[Consignes]
• 1. Pour chacune des affirmations (a), (b) et (c), dites si elle concorde avec l'extrait sur la nationalité de l'enfant né en France de parents inconnus. Répondez par oui ou non et citez mot pour mot le passage décisif.
(a) Le Code de 1804 réglait expressément la nationalité de cet enfant.
(b) Selon le premier système, l'enfant ne peut devenir Français qu'en suivant l'article 9.
(c) Dans l'autre système, l'enfant est présumé Français jusqu'à preuve contraire.
• 2. Poursuivez, s'il vous plaît, l'extrait sur la nationalité de l'enfant né en France de parents inconnus en reprenant juste après sa dernière phrase.

[Extrait à lire]
:::::
Quelle sera la nationalité d'origine de l'enfant né en France de parents inconnus, en entendant par là aussi bien celui dont la filiation adultérine ou incestueuse rend la reconnaissance légalement impossible, que celui que ses père et mère naturels ont volontairement refusé d'avouer? Si l'un des auteurs de cet enfant s'était fait connaître, au jour de sa naissance, il n'aurait pas en principe d'autre nationalité que la sienne. Né d'un Français ou d'une Française, il serait lui-même Français jure sanguinis (C. civ., art. 8-1°); né d'un étranger, il serait étranger, à moins que la qualité de Français ne lui ait été acquise dans les conditions prévues par les articles 8-3o et 4o, et 9 du Code civil.

Mais sa filiation est incertaine; on ne sait rien de ses père et mère; on ignore leur nom et leur patrie. Dès lors, il est impossible de rattacher au jus sanguinis la détermination de la nationalité que l'enfant doit nécessairement avoir en venant au monde. A quelle présomption la demandera-t-on? Le Code de 1804 ne fournissait aucune indication à cet égard; et son silence avait donné lieu à une controverse assez vive entre les auteurs.

Les uns refusaient à l'enfant né en France de père et mère inconnus la nationalité française dès l'instant de sa naissance, et ne lui accordaient que le bénéfice de l'option consacrée par l'article 9. Le seul fait d'être né sur le sol français ne suffit plus, disait-on, à conférer le droit de cité; il faut de plus être né de parents français, et c'est à l'enfant à faire la preuve de son origine. Tant que cette preuve n'a pas été rapportée, et dans le cas particulier elle ne peut pas l'être,

la présomption est qu'il est issu de parents étrangers, et par suite il ne deviendra Français qu'en se conformant aux prescriptions de l'article 9, au même titre que les individus nés en France de parents légalement certains.

Dans un autre système, on partait d'un point de vue tout opposé. L'enfant né sur notre territoire de parents inconnus doit être présumé Français jusqu'à preuve contraire. La grande majorité de ceux qui l'habitent sont eux-mêmes Français; il est donc très vraisemblable que l'enfant qui y est né a dù l'existence à des parents Français; et c'est à lui à prouver sa filiation étrangère, s'il veut se soustraire à la nationalité française.
:::::
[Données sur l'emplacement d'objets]
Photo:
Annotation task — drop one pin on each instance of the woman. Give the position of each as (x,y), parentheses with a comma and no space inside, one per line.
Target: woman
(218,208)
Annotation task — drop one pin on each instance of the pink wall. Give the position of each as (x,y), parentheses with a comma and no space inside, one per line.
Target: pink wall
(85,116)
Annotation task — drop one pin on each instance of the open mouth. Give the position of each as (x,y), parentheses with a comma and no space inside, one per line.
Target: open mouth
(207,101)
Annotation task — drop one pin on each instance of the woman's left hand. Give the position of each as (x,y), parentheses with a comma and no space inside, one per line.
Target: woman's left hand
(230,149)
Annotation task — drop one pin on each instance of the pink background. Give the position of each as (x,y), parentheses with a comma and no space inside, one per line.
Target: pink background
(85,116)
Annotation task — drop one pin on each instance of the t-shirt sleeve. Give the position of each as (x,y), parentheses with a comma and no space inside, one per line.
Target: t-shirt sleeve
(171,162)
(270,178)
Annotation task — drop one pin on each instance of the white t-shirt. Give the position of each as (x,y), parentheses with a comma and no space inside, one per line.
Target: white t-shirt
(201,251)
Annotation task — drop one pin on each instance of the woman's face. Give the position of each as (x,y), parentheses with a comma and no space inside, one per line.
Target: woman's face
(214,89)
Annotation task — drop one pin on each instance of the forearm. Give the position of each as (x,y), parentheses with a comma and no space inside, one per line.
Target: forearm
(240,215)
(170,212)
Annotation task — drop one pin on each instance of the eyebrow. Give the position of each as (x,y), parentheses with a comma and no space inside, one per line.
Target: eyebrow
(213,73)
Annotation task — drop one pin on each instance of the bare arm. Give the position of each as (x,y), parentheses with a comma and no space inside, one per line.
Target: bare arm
:::::
[Corrigé]
• 1.
(a) Non : « Le Code de 1804 ne fournissait aucune indication à cet égard »
(b) Oui : « il ne deviendra Français qu'en se conformant aux prescriptions de l'article 9 »
(c) Oui : « L'enfant né sur notre territoire de parents inconnus doit être présumé Français jusqu'à preuve contraire. »

• 2.
Deux textes pouvaient être invoqués à l'appui de cette opinion. Un décret de la Convention nationale, en date du 4 juillet 1793, avait déclaré les enfants trouvés « enfants naturels de la patrie ». Et sa décision, qui aurait pu s'expliquer par l'influence du jus soli, encore dominante à l'époque où elle fut prise, avait passé dans le droit nouveau qui cependant procède du jus sanguinis, puisque le décret impérial du 19 janvier 1811 appelle, dans son article 19, les enfants trouvés au service militaire, et leur reconnaît ainsi d'une manière implicite la qualité de Français. Ces décrets, quoique relatifs aux enfants trouvés, fournissaient un argument a fortiori au deuxième système; il est incontestable en effet que pour les enfants seulement trouvés en France la présomption de filiation française est moins puissante que pour ceux qui y sont nés.

La loi du 26 juin 1889 s'est prononcée en faveur de ce deuxième système, qu'avait déjà consacré, avec plusieurs législations étrangères, la jurisprudence de la Cour de cassation. « Est Français, dit l'article 8-2o... tout individu né en France de parents inconnus ou dont la nationalité est inconnue ».

Ainsi la nationalité française est acquise, à l'instant et par le fait de leur naissance sur notre territoire :

1° A l'enfant dont les parents n'ont pas voulu ou n'ont pas pu le reconnaître ;

2o A l'enfant dont les parents, quoique connus, ne se rattachent à aucun État déterminé, et appartiennent à la catégorie des heitmath

losen.

Mais, dans un cas comme dans l'autre, cette attribution ne sera souvent que provisoire; elle ne survivra pas en effet à la reconnaissance opérée par un auteur étranger de l'enfant, pendant qu'il est encore mineur (C. civ., art. 8-1°, al. 2), soit au jugement constatant la véritable nationalité de son père.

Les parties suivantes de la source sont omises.